— START OF Extracted material —

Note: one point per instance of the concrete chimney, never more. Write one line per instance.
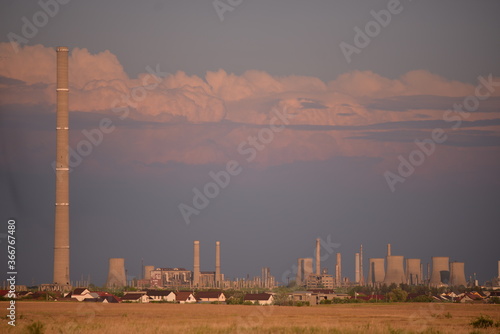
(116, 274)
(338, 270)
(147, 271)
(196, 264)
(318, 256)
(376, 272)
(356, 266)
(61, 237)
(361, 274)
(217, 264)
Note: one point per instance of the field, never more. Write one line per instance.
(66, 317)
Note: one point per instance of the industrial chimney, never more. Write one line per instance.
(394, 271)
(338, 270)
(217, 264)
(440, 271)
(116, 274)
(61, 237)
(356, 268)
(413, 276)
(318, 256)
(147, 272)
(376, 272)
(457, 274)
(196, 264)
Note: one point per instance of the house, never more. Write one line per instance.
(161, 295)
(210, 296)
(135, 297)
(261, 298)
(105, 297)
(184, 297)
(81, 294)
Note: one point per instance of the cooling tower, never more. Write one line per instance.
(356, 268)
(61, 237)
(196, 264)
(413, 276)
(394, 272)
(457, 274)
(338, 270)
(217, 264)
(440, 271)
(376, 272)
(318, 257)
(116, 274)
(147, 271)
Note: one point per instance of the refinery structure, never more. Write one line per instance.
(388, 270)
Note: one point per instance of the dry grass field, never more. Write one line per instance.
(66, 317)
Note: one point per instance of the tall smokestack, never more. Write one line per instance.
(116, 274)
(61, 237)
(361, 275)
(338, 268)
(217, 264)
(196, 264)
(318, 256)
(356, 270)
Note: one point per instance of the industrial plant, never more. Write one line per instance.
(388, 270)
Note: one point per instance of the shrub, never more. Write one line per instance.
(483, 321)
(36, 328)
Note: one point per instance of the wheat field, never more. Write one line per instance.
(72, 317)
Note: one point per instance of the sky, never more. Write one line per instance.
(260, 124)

— END OF Extracted material —
— START OF Extracted material —

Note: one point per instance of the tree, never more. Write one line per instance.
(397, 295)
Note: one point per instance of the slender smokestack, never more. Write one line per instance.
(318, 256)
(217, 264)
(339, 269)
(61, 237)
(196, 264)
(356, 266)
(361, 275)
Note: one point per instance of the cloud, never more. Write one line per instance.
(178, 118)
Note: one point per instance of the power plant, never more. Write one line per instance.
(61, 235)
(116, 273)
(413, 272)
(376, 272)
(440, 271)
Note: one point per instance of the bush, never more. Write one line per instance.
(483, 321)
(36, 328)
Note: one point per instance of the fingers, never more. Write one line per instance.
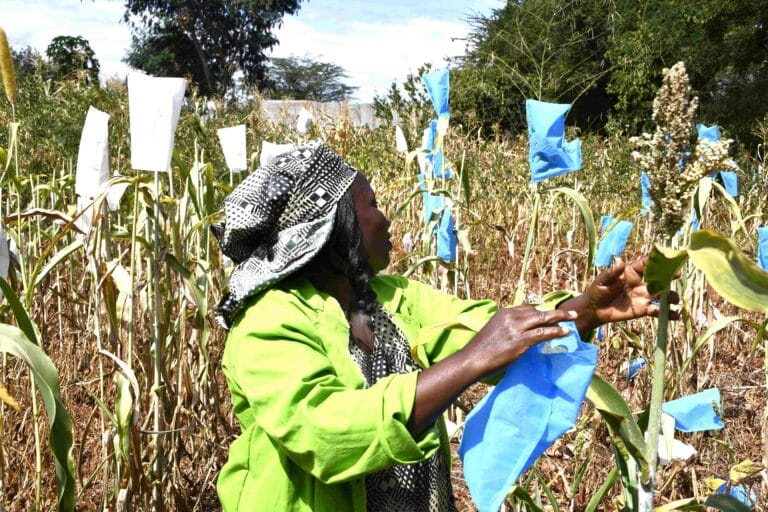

— END OF Extracted material —
— START OF Extracted material —

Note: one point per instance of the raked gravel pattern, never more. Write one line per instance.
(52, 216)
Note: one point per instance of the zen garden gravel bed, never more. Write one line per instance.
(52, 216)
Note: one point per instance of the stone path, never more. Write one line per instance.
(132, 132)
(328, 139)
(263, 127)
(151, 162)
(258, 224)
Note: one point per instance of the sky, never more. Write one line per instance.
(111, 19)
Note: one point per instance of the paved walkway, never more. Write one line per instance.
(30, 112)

— END OF Extracted material —

### What to produce:
Count the lines above that contain the string "plant", treating uppercase and lowercase as different. Reply with the number alone.

### Full response:
2